(Data excerpts)
+-------+

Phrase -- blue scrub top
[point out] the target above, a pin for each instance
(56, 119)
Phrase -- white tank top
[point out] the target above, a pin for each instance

+-------+

PROBLEM: Every line of the records that includes the word "Phrase" should be gathered.

WRITTEN ANSWER:
Phrase -- blue scrub top
Phrase -- white tank top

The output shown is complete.